** REQUIREMENT **
Write each entry down again precisely, skipping nothing.

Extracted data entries
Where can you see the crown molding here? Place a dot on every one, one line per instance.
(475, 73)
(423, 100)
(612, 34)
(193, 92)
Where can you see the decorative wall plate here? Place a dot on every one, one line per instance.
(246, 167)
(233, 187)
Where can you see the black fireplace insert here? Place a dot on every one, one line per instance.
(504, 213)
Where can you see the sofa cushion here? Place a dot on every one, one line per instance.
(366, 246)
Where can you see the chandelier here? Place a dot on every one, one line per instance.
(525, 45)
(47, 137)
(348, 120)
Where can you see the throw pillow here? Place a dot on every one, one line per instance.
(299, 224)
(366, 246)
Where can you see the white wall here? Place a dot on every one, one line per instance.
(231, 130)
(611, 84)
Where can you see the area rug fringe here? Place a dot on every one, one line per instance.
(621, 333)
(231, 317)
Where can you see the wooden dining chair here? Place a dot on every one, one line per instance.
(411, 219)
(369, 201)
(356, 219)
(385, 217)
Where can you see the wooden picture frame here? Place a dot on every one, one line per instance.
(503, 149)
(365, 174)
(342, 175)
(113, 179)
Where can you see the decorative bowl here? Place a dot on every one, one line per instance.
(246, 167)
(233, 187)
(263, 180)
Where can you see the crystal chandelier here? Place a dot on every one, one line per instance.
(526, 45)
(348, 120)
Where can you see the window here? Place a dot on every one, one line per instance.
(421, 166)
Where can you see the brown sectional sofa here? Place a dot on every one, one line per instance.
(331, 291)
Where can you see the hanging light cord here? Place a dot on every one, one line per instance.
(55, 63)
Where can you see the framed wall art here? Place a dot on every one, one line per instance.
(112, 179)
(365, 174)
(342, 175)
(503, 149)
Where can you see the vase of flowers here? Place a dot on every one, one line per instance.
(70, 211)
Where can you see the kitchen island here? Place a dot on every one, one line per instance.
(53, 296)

** EXERCISE RESPONSE **
Where can you see the crown molding here? Place a dot on every one, one line per instance.
(475, 73)
(423, 100)
(612, 34)
(193, 92)
Where can you see the decorative wall plate here? Place a dot on every one, one line per instance.
(246, 167)
(233, 187)
Where can you see the black fireplace insert here? Place a dot on every one, one line per instance.
(504, 213)
Where can you see the sofa cushion here? Place a dot on every one, one line per instance.
(366, 246)
Where can you see the chandelier here? Place a dot on every one, one line per instance.
(525, 45)
(47, 137)
(348, 120)
Where can you see the throw pillow here? Place a dot on every one, one line per instance.
(299, 224)
(366, 246)
Where can you see the white wall here? Place a dot on every one, one line per instance.
(231, 130)
(611, 84)
Where can you see the area rug fringe here? Place a dot on every one, one line per instance.
(621, 333)
(231, 317)
Where can you see the wooden dining chair here? Place a dot on every one, one line per instance.
(411, 219)
(369, 201)
(356, 219)
(385, 217)
Where can you see the wooden picture frame here? Place a dot on every one, one line per instance.
(503, 149)
(365, 174)
(342, 175)
(113, 179)
Where can you see the decorative bowl here? Place a dot on every one, one line per instance.
(246, 167)
(233, 187)
(263, 180)
Where can you see the crystal chandelier here? Place a dot on every one, one line per instance.
(526, 45)
(348, 120)
Where can you see the window here? Place a dot on every one, one line per instance.
(421, 166)
Where can you see the brown sectional sofa here? Place a dot on every one, one line per instance.
(331, 291)
Where can you see the hanging light cord here? Place a dot on every one, one line per instance.
(55, 63)
Where can you see the framed wall art here? Place a dot on every one, one line per instance.
(112, 179)
(365, 174)
(342, 175)
(503, 149)
Where can you see the vase of flowers here? Place a dot on every one, one line per instance.
(70, 211)
Where can you see the kitchen island here? Place a dot on every one, one line per instance.
(53, 296)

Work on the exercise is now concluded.